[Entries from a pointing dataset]
[Start]
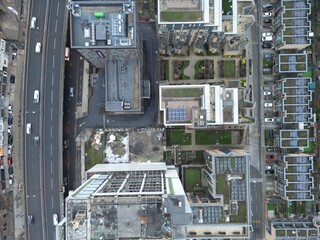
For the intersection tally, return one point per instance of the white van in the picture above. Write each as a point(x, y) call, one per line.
point(28, 128)
point(33, 22)
point(38, 47)
point(55, 219)
point(266, 39)
point(36, 96)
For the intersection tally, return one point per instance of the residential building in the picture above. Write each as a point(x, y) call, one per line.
point(297, 229)
point(294, 138)
point(294, 177)
point(291, 63)
point(292, 24)
point(105, 33)
point(198, 106)
point(195, 23)
point(129, 201)
point(293, 100)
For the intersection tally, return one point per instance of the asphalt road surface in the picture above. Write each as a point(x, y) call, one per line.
point(42, 161)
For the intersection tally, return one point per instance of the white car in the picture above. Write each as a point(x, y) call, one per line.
point(36, 96)
point(269, 120)
point(267, 14)
point(28, 128)
point(267, 104)
point(38, 47)
point(33, 22)
point(267, 34)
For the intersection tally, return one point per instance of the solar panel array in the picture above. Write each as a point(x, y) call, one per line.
point(177, 114)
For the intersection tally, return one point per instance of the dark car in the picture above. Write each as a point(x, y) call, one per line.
point(271, 149)
point(12, 78)
point(10, 170)
point(10, 120)
point(10, 139)
point(267, 20)
point(269, 172)
point(10, 160)
point(266, 45)
point(267, 6)
point(271, 156)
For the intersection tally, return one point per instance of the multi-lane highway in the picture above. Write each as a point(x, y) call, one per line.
point(44, 72)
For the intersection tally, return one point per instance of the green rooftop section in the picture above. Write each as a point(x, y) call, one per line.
point(182, 92)
point(185, 16)
point(212, 137)
point(192, 178)
point(222, 187)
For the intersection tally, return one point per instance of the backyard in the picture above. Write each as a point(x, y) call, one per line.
point(213, 137)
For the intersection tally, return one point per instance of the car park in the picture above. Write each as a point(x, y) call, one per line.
point(10, 120)
point(10, 139)
point(28, 128)
point(267, 105)
point(10, 107)
point(268, 6)
point(38, 47)
point(269, 120)
point(266, 14)
point(12, 78)
point(266, 45)
point(36, 96)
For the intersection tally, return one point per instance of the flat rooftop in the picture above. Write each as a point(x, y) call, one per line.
point(103, 24)
point(189, 104)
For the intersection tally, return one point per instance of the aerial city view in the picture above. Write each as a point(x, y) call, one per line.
point(159, 119)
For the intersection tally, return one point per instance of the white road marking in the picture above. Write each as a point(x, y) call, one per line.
point(58, 9)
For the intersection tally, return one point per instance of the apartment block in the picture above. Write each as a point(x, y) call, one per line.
point(292, 24)
point(105, 33)
point(293, 100)
point(291, 63)
point(195, 23)
point(294, 177)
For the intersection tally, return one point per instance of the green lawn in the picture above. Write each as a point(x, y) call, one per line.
point(192, 178)
point(179, 137)
point(180, 16)
point(230, 68)
point(210, 137)
point(93, 156)
point(223, 188)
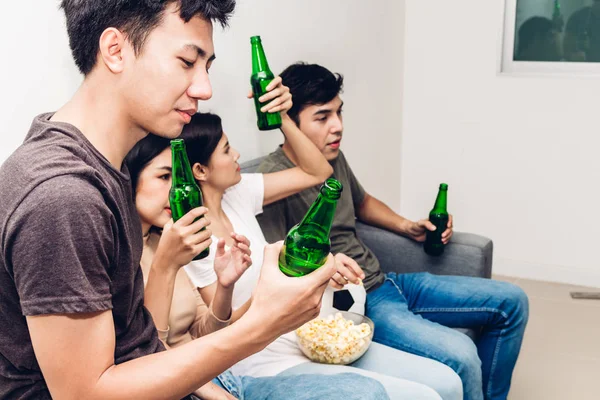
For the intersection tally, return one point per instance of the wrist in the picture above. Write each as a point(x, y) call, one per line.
point(162, 263)
point(258, 330)
point(403, 225)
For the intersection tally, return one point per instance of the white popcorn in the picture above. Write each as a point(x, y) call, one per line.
point(334, 340)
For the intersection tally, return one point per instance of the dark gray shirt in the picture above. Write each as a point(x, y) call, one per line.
point(277, 218)
point(71, 242)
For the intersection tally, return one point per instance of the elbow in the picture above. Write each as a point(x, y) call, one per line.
point(325, 173)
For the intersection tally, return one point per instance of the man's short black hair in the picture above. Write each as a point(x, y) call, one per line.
point(310, 84)
point(87, 19)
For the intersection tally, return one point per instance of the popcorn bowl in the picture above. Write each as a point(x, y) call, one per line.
point(339, 338)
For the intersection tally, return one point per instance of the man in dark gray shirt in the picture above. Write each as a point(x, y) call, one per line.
point(73, 324)
point(412, 312)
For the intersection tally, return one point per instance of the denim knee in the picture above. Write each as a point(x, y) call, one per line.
point(450, 387)
point(518, 304)
point(463, 354)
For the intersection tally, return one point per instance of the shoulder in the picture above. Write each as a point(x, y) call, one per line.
point(276, 161)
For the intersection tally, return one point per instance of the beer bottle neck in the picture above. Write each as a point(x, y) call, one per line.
point(181, 170)
point(441, 202)
point(259, 60)
point(322, 211)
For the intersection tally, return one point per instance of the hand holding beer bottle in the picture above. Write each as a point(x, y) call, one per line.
point(284, 304)
point(440, 219)
point(185, 193)
point(307, 244)
point(263, 83)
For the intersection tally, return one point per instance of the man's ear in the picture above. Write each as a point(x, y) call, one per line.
point(113, 50)
point(200, 172)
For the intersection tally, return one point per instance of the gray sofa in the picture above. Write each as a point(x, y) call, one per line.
point(466, 255)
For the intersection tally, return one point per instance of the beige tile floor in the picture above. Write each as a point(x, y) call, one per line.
point(560, 357)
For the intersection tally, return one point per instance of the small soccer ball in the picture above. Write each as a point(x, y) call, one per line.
point(351, 298)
[End]
Aim of the exercise:
Copy all of the data above word for word, leaving out the pictures.

Full output:
For the intersection tally, return one point per instance of the white van in the picture above. Write each as a point(x, y) call, one per line.
point(28, 128)
point(33, 22)
point(38, 47)
point(55, 219)
point(266, 39)
point(36, 96)
For the intersection tally, return one point per instance of the residential building in the picture above. Write each as a point(x, y) call, one per line.
point(297, 229)
point(294, 138)
point(294, 177)
point(291, 63)
point(292, 24)
point(105, 33)
point(198, 106)
point(195, 23)
point(129, 201)
point(293, 100)
For the intersection tally, return one point per instance of the asphalt road surface in the picture above. Write each as a point(x, y) call, one per line.
point(42, 161)
For the intersection tally, return one point per instance of the white car in the picture above. Write each as a point(x, y) call, one per line.
point(36, 96)
point(269, 120)
point(267, 14)
point(28, 128)
point(267, 104)
point(38, 47)
point(33, 22)
point(267, 34)
For the intersection tally, return one point per instance of the solar panel array in the picture above. Write each as a point(x, y) call, one per line.
point(177, 114)
For the intersection tally, return one point per instance of the dark car in the picture above. Write each as a point(x, y) call, one per line.
point(271, 149)
point(12, 78)
point(10, 170)
point(10, 120)
point(10, 139)
point(267, 20)
point(269, 172)
point(10, 160)
point(266, 45)
point(267, 6)
point(271, 156)
For the intersection tally, return one point per instance of the multi-lane highway in the picture above. Write each as a point(x, y) call, one per line.
point(44, 72)
For the intersection tally, return one point per instance of the green rooftop section in the picture above. Write each as a point(x, y) call, one per line.
point(182, 92)
point(185, 16)
point(212, 137)
point(192, 178)
point(222, 187)
For the intersection tally, return one point per instance of the backyard in the picture above. Write each as a point(x, y) call, one per line.
point(213, 137)
For the intersection tally, return one point per instance of the car park in the picture above. Write each as a point(x, y) call, one per line.
point(10, 120)
point(10, 139)
point(28, 128)
point(267, 105)
point(10, 107)
point(268, 6)
point(38, 47)
point(269, 120)
point(266, 14)
point(12, 78)
point(266, 45)
point(36, 96)
For the intersection tally, return one point per instance of the flat rooftop in the picture above. Write each as a point(x, y) call, one per line.
point(103, 24)
point(189, 104)
For the intersection tally, return one point per instance of the aerial city view in the picture above. Write each as a point(x, y) call, one per line.
point(159, 119)
For the intersection tally, return one point per instance of the white road marking in the picture above. Write each as a point(x, y) call, one per line.
point(58, 9)
For the intersection tally, return one point per instance of the apartment block in the picture above. Write each as a point(x, y) call, one per line.
point(292, 24)
point(105, 33)
point(293, 100)
point(291, 63)
point(195, 23)
point(294, 177)
For the intersection tally, return one point per instance of the green lawn in the picture above. Write each as a point(x, y) call, one per line.
point(192, 178)
point(179, 137)
point(180, 16)
point(230, 68)
point(210, 137)
point(93, 156)
point(223, 188)
For the intersection tally, return one point per instance of the wrist in the picture above. Write each as a point(x, y) call, one per line.
point(162, 263)
point(258, 330)
point(403, 225)
For the intersection tally, return one point per instance of the white popcorn in the picture above. Write each as a point(x, y) call, one per line.
point(334, 340)
For the intersection tally, return one point per instance of the dark gray shirt in the picture above. Write each as a point(x, y) call, one per line.
point(277, 218)
point(71, 242)
For the intersection tally, return one point per instance of the elbow in the picture above. Write each as a point(x, y) call, one per line.
point(325, 173)
For the intersection tally, return one point per instance of the man's short black hair in the picture above. Write each as a point(x, y) call, one per line.
point(310, 84)
point(87, 19)
For the intersection tally, return one point per instance of the popcorn bowl in the picture above. Write each as a point(x, y) call, one per line.
point(339, 338)
For the intersection tally, return one point per instance of the man in dark gray shirt in the picture above. Write each as a point(x, y) call, one per line.
point(73, 324)
point(412, 312)
For the intersection tally, return one point per instance of the denim knee in the picture above. Write each as a point(x, y) call, one per line.
point(450, 387)
point(518, 304)
point(463, 354)
For the intersection tally, return one point per instance of the shoulder in the picture above. Write each as a point(x, y) call, one per line.
point(276, 161)
For the intersection tally, return one point per instance of the beer bottle neck in the picture above. Write each as a point(x, y) call, one per line.
point(181, 170)
point(441, 202)
point(259, 60)
point(322, 211)
For the intersection tally, return one point per instance of the hand holding beer bottle in the picture above. Write each as a point(x, y) call, one per line.
point(284, 304)
point(440, 219)
point(185, 193)
point(307, 244)
point(263, 83)
For the intersection tally, return one point per instance of the man's ear in the picture above. Write each as a point(x, y) call, one per line.
point(113, 50)
point(200, 172)
For the intersection tally, return one point per instance of the gray sofa in the picture above. Write each as a point(x, y) call, one per line.
point(466, 255)
For the intersection tally, return one point per instance of the beige tile floor in the picture above. Write each as a point(x, y) call, one per line.
point(560, 357)
For the intersection tally, return one point per instance of the small soccer ball in the picture above. Write each as a point(x, y) call, one per line.
point(351, 298)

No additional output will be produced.